(Task description): Count how many lines in the rows below contain the string "door", with case counting, and reply with that number alone.

--- start Provided material ---

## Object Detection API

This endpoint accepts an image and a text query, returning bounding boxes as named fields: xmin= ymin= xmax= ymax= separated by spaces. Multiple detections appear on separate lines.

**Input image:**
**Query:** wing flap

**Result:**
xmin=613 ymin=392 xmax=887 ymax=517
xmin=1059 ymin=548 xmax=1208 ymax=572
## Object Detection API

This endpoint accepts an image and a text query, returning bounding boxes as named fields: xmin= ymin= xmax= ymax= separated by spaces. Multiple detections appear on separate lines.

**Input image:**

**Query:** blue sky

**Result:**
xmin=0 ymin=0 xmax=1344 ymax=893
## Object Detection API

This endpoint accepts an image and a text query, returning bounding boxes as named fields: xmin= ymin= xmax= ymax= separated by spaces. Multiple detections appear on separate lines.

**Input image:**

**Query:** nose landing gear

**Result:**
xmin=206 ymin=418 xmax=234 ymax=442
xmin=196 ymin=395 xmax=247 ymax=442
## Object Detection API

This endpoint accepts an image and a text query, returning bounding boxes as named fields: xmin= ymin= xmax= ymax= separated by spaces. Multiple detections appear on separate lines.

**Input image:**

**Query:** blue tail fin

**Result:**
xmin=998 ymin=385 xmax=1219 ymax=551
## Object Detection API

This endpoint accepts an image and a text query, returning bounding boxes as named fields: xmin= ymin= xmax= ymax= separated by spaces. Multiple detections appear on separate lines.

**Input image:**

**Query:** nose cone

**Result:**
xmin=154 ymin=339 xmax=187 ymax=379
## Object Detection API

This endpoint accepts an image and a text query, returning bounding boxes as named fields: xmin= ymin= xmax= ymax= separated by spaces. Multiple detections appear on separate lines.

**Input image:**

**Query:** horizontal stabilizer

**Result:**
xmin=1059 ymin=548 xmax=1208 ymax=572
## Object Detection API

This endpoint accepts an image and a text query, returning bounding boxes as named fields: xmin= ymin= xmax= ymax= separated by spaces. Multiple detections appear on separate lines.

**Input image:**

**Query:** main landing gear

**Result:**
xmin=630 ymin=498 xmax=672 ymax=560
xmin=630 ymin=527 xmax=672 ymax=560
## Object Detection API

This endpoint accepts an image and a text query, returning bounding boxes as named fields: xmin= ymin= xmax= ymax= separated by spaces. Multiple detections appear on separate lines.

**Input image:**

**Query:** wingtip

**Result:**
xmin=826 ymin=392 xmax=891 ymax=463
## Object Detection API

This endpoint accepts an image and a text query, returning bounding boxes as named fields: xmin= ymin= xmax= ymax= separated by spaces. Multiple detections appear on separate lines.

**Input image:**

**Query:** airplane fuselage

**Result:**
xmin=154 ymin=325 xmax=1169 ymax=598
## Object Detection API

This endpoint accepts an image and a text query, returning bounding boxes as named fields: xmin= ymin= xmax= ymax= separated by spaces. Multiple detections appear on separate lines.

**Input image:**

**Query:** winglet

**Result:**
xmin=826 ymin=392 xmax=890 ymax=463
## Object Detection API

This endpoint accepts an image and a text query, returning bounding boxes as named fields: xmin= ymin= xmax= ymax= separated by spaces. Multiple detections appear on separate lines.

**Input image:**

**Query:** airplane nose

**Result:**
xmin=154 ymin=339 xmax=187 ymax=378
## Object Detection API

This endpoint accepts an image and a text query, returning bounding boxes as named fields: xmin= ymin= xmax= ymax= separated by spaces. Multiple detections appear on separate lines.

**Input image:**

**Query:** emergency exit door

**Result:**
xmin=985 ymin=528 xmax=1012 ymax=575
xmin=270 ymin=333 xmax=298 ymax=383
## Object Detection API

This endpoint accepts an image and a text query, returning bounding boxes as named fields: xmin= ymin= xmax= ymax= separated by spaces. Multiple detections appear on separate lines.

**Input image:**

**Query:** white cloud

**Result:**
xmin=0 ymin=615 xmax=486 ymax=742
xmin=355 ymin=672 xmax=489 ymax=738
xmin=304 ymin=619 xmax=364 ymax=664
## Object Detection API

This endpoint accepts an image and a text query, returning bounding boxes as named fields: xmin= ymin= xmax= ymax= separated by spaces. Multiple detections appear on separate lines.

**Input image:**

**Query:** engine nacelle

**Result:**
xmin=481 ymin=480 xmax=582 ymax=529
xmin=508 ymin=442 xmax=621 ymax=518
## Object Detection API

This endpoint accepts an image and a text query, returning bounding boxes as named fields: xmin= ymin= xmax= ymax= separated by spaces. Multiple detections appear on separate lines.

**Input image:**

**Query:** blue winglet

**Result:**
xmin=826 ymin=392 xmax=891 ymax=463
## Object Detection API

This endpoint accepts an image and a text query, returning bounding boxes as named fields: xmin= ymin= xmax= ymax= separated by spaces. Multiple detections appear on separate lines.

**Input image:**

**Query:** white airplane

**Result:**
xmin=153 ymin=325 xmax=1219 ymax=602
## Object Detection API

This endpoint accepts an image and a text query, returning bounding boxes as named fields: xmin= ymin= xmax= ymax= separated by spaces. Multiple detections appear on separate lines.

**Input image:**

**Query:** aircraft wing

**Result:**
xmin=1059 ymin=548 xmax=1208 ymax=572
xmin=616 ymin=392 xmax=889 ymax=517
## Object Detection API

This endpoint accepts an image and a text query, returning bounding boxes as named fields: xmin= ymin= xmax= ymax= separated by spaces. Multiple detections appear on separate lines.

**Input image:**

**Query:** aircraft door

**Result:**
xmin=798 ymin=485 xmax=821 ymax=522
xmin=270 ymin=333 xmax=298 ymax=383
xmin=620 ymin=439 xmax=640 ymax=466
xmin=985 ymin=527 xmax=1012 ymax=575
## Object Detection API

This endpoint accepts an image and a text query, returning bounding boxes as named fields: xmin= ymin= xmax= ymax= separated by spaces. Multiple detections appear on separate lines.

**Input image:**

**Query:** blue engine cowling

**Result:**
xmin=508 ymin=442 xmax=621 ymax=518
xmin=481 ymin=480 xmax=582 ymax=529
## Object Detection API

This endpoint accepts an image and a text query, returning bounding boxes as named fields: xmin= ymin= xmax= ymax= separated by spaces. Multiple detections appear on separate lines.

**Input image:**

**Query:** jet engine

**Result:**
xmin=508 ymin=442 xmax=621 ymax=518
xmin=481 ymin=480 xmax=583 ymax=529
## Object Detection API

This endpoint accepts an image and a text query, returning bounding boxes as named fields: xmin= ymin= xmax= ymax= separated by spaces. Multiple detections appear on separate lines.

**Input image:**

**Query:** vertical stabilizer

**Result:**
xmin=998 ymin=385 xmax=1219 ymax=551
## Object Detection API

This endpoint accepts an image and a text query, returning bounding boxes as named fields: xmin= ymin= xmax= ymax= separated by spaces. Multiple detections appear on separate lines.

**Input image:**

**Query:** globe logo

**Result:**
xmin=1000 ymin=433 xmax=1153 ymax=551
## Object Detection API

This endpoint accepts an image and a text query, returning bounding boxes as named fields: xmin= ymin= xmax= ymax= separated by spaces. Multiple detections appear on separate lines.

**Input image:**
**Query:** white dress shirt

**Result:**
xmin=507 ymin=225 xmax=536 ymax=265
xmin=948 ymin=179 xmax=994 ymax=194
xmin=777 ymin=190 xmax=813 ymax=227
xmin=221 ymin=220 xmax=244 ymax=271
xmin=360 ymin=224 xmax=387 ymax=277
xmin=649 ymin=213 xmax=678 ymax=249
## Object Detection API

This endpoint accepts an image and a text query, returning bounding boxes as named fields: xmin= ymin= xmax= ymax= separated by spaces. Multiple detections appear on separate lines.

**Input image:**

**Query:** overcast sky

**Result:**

--- end Provided material ---

(Response): 2